WORK INSTRUCTIONS: Retype, word for word, the lines running from the one that contains "Target: handrail" up to and including the one that contains "column 140, row 236".

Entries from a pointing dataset
--- Start ---

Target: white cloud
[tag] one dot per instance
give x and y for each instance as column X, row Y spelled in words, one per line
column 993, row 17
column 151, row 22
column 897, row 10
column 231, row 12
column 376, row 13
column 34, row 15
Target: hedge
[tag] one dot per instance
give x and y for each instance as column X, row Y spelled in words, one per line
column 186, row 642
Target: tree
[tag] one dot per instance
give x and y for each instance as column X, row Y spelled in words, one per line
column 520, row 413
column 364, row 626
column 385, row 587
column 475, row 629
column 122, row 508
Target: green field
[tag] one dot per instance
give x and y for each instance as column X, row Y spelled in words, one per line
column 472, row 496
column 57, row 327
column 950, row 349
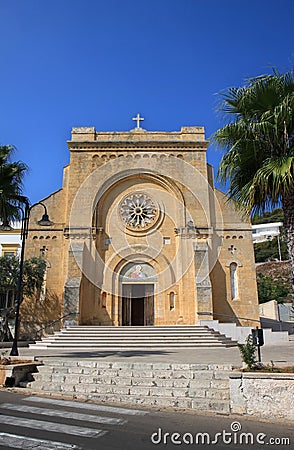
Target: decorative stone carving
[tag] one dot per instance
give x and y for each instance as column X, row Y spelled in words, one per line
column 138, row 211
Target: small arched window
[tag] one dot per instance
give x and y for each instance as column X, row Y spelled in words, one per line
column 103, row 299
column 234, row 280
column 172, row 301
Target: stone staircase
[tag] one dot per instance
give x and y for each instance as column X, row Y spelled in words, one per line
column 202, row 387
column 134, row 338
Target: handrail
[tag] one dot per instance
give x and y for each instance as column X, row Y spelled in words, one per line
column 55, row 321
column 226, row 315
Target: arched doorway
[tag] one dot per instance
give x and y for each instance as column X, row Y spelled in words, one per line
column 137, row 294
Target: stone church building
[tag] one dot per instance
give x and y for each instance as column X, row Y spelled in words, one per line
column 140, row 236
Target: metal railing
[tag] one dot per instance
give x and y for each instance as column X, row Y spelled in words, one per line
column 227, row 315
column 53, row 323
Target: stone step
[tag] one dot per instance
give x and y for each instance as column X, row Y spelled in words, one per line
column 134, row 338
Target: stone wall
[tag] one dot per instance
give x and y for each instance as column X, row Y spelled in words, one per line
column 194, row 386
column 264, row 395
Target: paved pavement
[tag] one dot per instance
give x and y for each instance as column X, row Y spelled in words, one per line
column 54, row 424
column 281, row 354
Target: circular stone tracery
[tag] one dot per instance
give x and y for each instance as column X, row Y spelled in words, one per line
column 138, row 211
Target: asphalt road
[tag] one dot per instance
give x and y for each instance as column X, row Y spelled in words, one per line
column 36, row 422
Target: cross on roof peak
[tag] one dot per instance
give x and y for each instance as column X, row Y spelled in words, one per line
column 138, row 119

--- End ---
--- Start ---

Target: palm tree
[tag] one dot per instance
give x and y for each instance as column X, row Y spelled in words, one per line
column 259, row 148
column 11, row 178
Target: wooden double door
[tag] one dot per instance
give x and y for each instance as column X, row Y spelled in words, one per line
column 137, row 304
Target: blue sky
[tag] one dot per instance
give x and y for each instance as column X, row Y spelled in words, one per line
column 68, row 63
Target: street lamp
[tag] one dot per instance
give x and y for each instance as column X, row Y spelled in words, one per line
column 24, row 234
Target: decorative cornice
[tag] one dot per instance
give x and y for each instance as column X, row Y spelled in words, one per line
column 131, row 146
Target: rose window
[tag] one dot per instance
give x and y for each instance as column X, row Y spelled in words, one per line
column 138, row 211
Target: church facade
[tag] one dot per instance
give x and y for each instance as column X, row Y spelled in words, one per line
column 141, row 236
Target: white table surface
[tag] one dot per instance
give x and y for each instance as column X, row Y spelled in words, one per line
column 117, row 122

--- End ---

RESPONSE TO THE EXERCISE:
Target: handrail
[tag] one dot per instance
give x and y for each instance as column X, row Y spelled in words, one per line
column 55, row 321
column 226, row 315
Target: arched doorway
[tag] one dot per instance
give x and y for each instance as column X, row Y spelled in words, one per line
column 137, row 294
Target: stone church building
[tag] one dot per instance
give x and y for each instance as column X, row Y spelled in words, one per line
column 140, row 236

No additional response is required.